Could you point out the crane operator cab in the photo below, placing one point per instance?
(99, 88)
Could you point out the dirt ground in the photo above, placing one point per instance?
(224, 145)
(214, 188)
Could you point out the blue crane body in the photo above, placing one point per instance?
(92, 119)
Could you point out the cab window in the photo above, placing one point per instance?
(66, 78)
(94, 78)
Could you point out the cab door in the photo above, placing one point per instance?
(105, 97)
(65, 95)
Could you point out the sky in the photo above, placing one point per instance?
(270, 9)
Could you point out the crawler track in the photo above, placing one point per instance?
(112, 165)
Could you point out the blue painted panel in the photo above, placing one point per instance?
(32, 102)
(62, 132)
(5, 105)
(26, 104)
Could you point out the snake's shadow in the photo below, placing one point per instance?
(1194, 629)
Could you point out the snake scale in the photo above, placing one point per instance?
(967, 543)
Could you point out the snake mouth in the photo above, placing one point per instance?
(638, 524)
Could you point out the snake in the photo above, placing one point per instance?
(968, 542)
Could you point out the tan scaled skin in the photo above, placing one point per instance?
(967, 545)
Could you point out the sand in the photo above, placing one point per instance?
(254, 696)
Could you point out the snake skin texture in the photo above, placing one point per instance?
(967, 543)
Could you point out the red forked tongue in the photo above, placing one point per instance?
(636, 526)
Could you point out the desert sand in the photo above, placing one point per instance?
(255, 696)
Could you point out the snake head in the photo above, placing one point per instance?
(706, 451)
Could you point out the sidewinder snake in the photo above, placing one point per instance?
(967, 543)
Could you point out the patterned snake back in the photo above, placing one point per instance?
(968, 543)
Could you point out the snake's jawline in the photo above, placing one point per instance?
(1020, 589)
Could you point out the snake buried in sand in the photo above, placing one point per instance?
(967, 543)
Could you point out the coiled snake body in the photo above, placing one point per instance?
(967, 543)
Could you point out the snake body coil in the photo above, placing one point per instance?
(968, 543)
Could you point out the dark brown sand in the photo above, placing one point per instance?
====
#### Exercise goal:
Scale the records from the line containing "Could you point out the cab door" through the end of the records by rewriting every line in that span, requests included and unchanged, with each answer coordinate multiplied by 1.65 and rounded to the nearest whole number, halves rounding up. Return only those lines.

#### Full solution:
Could you point out the cab door in the photo above, placing one point per instance?
(173, 160)
(107, 157)
Could you point out the sky in the photo above, placing one point per instance?
(446, 15)
Could you point out the crawler track in the photo above, placing one point per instance?
(185, 272)
Could you point out the blue painted panel in the photo above, placing one point per instance?
(53, 168)
(102, 218)
(8, 173)
(43, 172)
Could you point out the snake's shadow in the photo below, placing one point per instance?
(1970, 1038)
Could you point out the snake scale in the photo above, placing one point per instance?
(1596, 896)
Could you point out the snake mouth in the photo above, placing one point per instance?
(1053, 865)
Could you point out the snake in the photo above, placing one point per instance?
(1597, 894)
Could you point out the tan scaled skin in the photo above, placing one point per instance?
(1596, 899)
Could you point out the sand in the photo above, placing one point per instance?
(419, 1148)
Could you point out the snake skin texture in the photo above, placing one point per instance?
(1596, 896)
Could you point out the red forked tongue in the photo above, placing one point per instance?
(1049, 868)
Could you point out the desert sand in the photo above, placing one point per instance?
(421, 1148)
Could you point out the snake head in the photo above, placing one point per instance?
(1165, 744)
Could you point out the sidewinder snake in the photo above, placing one point per instance?
(1596, 896)
Could you point out the patterned snake back in the photo above, placing one point per instance?
(1597, 896)
Could you point out the snake's jawline in the photo above, placing one point per instance?
(1683, 972)
Could you point out the snake buried in sand in the photo above, placing one point per instance?
(1596, 896)
Could you point out the coiled snake body in the photo above, placing one point per instance?
(1596, 896)
Could you point out the snake body coil in the photo above, placing one point per instance?
(1597, 896)
Could you point out the dark brown sand in the photo above, placing one point per instance?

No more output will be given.